* begin Supplied records *

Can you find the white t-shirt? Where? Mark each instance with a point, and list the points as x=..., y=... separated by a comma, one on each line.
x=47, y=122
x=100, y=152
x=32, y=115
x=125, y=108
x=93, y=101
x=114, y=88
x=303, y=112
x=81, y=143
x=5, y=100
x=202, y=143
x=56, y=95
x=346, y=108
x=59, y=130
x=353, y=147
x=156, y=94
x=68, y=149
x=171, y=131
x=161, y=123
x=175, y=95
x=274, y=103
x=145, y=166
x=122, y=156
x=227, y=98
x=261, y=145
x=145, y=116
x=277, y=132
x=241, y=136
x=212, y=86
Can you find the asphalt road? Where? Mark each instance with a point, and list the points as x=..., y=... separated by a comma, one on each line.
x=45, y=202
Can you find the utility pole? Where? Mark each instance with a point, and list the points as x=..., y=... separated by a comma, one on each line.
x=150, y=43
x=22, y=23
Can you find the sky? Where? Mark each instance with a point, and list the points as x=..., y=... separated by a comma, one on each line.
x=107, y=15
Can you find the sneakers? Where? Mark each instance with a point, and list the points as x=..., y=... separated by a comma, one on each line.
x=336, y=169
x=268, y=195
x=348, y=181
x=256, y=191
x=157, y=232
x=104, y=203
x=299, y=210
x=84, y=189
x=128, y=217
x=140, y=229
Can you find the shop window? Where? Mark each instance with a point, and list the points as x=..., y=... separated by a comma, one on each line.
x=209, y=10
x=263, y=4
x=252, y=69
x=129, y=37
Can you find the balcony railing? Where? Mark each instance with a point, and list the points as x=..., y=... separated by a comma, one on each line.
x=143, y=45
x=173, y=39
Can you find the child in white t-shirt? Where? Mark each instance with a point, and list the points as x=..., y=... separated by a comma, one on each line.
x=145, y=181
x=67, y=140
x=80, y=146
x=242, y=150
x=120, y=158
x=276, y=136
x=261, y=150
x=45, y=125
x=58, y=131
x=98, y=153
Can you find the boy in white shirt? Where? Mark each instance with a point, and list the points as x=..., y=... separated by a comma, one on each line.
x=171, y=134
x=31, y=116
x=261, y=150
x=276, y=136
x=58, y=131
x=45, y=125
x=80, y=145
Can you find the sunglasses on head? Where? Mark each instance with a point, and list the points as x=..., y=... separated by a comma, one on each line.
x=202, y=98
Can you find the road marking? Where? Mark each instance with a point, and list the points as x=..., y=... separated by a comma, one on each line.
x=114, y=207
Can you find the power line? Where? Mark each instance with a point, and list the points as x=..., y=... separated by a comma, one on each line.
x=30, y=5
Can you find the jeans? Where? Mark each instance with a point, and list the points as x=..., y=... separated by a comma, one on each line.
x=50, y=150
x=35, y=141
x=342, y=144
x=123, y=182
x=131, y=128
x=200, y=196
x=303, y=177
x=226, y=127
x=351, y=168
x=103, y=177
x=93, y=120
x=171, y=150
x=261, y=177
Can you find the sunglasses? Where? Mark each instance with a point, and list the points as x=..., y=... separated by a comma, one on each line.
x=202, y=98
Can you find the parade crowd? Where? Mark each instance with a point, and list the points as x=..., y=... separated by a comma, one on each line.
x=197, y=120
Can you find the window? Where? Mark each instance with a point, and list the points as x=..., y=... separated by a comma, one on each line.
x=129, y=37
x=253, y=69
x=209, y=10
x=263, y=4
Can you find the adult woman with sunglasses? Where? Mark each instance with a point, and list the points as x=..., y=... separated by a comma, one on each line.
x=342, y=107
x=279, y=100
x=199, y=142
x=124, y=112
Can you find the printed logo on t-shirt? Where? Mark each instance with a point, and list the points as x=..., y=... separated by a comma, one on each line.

* end Supplied records *

Description of the task ▸ Extract all of the lines above and reproduce each one verbatim.

Solution for this exercise ▸
Can you find the white t-shirt? Where? Mark each instance with a point, and list the points as x=..., y=... separated by a comma, one on each line.
x=47, y=122
x=100, y=152
x=32, y=115
x=125, y=108
x=93, y=101
x=114, y=88
x=303, y=112
x=81, y=143
x=5, y=100
x=202, y=143
x=56, y=95
x=346, y=108
x=59, y=130
x=353, y=147
x=156, y=94
x=68, y=149
x=171, y=131
x=161, y=123
x=175, y=95
x=274, y=103
x=145, y=166
x=122, y=156
x=227, y=98
x=261, y=145
x=145, y=116
x=277, y=132
x=241, y=136
x=212, y=86
Can you find the asphalt road? Where? Mark each instance with a point, and list the points as x=..., y=... separated by a comma, one on each line.
x=45, y=202
Can you find the utility pole? Where? Mark each instance with a point, and list the points as x=..., y=... separated by a comma, one on each line.
x=150, y=43
x=22, y=23
Can you find the sky? Where? Mark each instance with a point, and list the points as x=..., y=... separated by a comma, one on each line.
x=107, y=15
Can you find the sneakers? Where? Mark each instance with a point, and list the points as x=..., y=... separated by a comma, one on each line.
x=336, y=169
x=268, y=195
x=348, y=181
x=256, y=191
x=157, y=232
x=104, y=203
x=299, y=210
x=84, y=189
x=128, y=217
x=140, y=229
Can you find the shop window? Where? Mark each instance with a point, and list the points as x=..., y=... separated by a comma, one on each line.
x=209, y=10
x=263, y=4
x=252, y=69
x=129, y=37
Can you find the balcony railing? Where? Mark each instance with a point, and list the points as x=..., y=... separated by a comma, one on each line.
x=143, y=45
x=173, y=39
Can you find the child in white t-shirt? Where? Mark each instance with a point, and list the points as x=..., y=... separated by a comma, one on each line.
x=145, y=181
x=67, y=140
x=80, y=146
x=242, y=150
x=120, y=158
x=276, y=136
x=261, y=150
x=45, y=125
x=58, y=131
x=98, y=153
Can you find the boy in white shirt? Where? Mark each instance with a point, and list the points as x=..., y=... separated by a comma, one on each line.
x=171, y=134
x=31, y=116
x=261, y=150
x=276, y=136
x=58, y=131
x=45, y=125
x=80, y=145
Can you find the sunglasses on head? Where? Mark each instance with a point, and list the points as x=..., y=... separated by a comma, one on each line.
x=202, y=98
Can you find the road marking? Where? Mark each instance with a point, and list the points as x=..., y=... separated by a comma, one on each line.
x=114, y=207
Can you find the power line? Where? Mark each instance with a point, and list the points as x=..., y=... separated by a comma, one on each line.
x=30, y=5
Can you find the jeans? Where? Mark each instance with a point, and list the points as x=..., y=... separated by a comma, one on each line.
x=50, y=150
x=35, y=141
x=342, y=144
x=123, y=182
x=131, y=128
x=200, y=196
x=303, y=177
x=226, y=127
x=351, y=168
x=103, y=177
x=93, y=120
x=171, y=150
x=261, y=177
Can you find the sunglasses? Where? Mark each instance with a point, and list the points as x=..., y=... separated by a comma, one on each line.
x=202, y=98
Can you find the parade crowd? Where? Mark each instance with a point, and list the points as x=..., y=... separated by a comma, one on each line.
x=197, y=120
Can you find the window? Where? Mark each instance with a point, and list the points as x=..., y=... separated by a comma, one on each line.
x=129, y=37
x=253, y=69
x=209, y=10
x=263, y=4
Can you find the adult woman with sunglasses? Where? Mark each instance with a point, and list the points as x=..., y=... separated by a comma, one on each line.
x=342, y=107
x=279, y=100
x=199, y=142
x=124, y=112
Can you find the printed logo on t-shirt? Where? Mark each instance with a point, and list the points as x=..., y=... separated by a comma, one on each line.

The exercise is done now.